[Task objective]: Substitute "widest part" for each occurrence of "thickest part" in the lines below, and reproduce them with everything else unchanged.

[Supplied material]:
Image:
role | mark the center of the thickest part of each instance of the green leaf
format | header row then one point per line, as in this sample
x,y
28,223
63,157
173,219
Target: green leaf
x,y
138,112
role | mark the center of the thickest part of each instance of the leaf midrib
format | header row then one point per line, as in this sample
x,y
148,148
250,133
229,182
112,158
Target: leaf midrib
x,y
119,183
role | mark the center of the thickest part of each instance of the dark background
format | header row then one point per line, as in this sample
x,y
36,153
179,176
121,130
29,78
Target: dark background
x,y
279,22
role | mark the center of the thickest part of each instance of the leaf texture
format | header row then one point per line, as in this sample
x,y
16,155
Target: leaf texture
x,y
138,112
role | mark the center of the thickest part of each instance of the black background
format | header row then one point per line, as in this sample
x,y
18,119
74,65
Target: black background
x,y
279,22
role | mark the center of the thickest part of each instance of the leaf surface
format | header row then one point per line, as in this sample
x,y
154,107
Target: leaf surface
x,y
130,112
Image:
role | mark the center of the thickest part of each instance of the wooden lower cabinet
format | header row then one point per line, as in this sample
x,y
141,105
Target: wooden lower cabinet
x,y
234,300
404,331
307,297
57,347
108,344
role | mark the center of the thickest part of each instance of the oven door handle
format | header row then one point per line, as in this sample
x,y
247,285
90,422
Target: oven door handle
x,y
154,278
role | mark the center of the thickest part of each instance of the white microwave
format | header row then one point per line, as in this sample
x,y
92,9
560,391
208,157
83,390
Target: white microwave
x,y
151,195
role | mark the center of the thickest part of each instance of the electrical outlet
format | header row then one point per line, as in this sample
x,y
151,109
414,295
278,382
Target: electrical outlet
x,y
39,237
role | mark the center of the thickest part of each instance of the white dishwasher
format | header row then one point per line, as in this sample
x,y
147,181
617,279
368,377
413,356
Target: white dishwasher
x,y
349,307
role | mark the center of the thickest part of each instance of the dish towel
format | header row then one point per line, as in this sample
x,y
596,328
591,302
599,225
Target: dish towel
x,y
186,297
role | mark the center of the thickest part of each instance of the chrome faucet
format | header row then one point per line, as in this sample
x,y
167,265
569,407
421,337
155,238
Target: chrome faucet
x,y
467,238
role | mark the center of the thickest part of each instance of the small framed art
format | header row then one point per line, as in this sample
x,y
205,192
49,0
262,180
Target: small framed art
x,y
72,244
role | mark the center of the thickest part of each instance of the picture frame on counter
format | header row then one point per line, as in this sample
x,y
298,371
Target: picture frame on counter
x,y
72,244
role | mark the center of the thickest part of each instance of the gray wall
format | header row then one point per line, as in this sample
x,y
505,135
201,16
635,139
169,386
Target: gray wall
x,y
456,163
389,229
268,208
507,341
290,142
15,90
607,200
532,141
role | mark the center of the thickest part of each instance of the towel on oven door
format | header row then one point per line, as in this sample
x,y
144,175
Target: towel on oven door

[Solution below]:
Image:
role | mark the center of the widest part of each instance of the green leaf
format | header row then one point per line, as in this sample
x,y
28,223
63,157
173,219
Target: green leaf
x,y
138,112
role | mark the center of the widest part of each instance of the leaf midrib
format | header row then one point per line, as in this sample
x,y
148,148
250,133
229,182
112,158
Target: leaf midrib
x,y
119,183
role | mark the center of the widest part of each instance of the dark background
format | header row then one point per line, as in this sample
x,y
36,153
179,176
121,130
29,78
Target: dark background
x,y
279,22
role | mark the center of the widest part of each instance of the leaf texture
format | header row then one point per line, as in this sample
x,y
16,155
Target: leaf texture
x,y
138,112
role | mark the center of the widest part of each instance of the black background
format | header row then one point per line, as in this sample
x,y
18,119
74,65
Target: black background
x,y
279,22
role | mark the center of the widest part of each instance of the leaf surface
format | header row then one point per line, as in this sample
x,y
154,107
Target: leaf surface
x,y
130,112
Image:
role | mark the center of the widest part of each instance of the wooden lower cabinet
format | header row then one point per line, as in this sample
x,y
141,105
Target: wooden lower cabinet
x,y
234,300
404,331
307,297
57,347
108,344
role | mark the center of the widest part of each instance of the oven door handle
format | header row then one point per line, as in this sample
x,y
247,285
90,422
Target: oven door handle
x,y
154,278
role | mark the center of the widest part of each instance of the white microwave
format | header row then one point per line, as in this sample
x,y
92,9
560,391
208,157
83,390
Target: white microwave
x,y
151,195
role | mark the center of the widest part of each instance of the electrical outlet
format | header row then one point per line, as in this sample
x,y
151,109
414,295
278,382
Target: electrical outlet
x,y
39,237
role | mark the center of the widest part of each instance of the white dishwasher
format | header row then one point per line, as in this sample
x,y
147,181
617,279
368,377
413,356
Target: white dishwasher
x,y
349,307
role | mark the center of the widest part of each instance of the dish towel
format | header row then one point per line, as in this sample
x,y
596,328
591,302
599,225
Target: dish towel
x,y
186,297
role | mark the center of the widest part of each instance of the chrome faucet
format | header row then one point per line, as in this sample
x,y
167,265
569,407
421,337
155,238
Target: chrome faucet
x,y
467,238
role | mark the center of the widest part of each instance of the small framed art
format | header row then one point per line, as in this sample
x,y
205,192
49,0
262,180
Target: small framed art
x,y
72,244
role | mark the center of the widest part of each instance of the picture frame on counter
format | header row then one point per line, as in this sample
x,y
298,371
Target: picture frame on counter
x,y
72,244
role | mark the center of the widest part of each instance of the gray wall
format | header row then one point per line, as in this sample
x,y
505,135
201,16
635,139
169,386
Target: gray wall
x,y
456,163
389,229
268,208
507,341
290,142
15,90
607,200
532,141
role | mark the center of the widest part of each instance of the towel on oven door
format | header row then one point per line, as in this sample
x,y
144,175
Target: towel on oven door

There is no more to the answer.